● Текст для чтения:
Жуков пытается возводить плотины
Жуков пытается возводить плотины
Жуков приземлился на московском аэродроме поздним вечером 26 июня. Прежде чем отправиться в Кремль к Сталину, он ознакомился с ситуацией на фронте, еще неясной в деталях, но не оставляющей сомнений в страшном поражении, которое потерпели в пограничном сражении Северо-Западный и Западный фронты: шесть армий разгромлены, все контратаки механизированных корпусов либо пресечены, не успев начаться, либо отражены с чудовищными потерями. Захвачены Каунас, Вильнюс, Дубна, Даугавпилис, Финляндия объявила СССР войну. Немцы на всех направлениях прорвали фронт и углубились на советскую территорию, продвинувшись за пять дней на разных участках на 100–200 км. В Даугавпилсе танки Манштейна захватили неповрежденными два моста: линия Двины – вторая линия стратегической обороны – уже прорвана. Жуков бросил в этот пункт 21-й механизированный корпус[376], но соединение, понеся огромные потери от «Штук», рассыпалось прежде, чем успело сосредоточиться. Перед Минском немцы уже почти замкнули в гигантский котел 3, 4 и 10-ю армии – почти весь Западный фронт генерала Павлова: это была первый из Kessel, знаменитых котлов – фирменного приема немцев.

● Сохранённые данные:

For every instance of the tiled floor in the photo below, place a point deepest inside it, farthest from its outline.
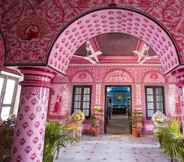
(113, 148)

● Цель задания: Назовите все армии, которые, согласно тексту для чтения, немцы почти окружили перед Минском.

● Правильный ответ: 3-я, 4-я и 10-я армии.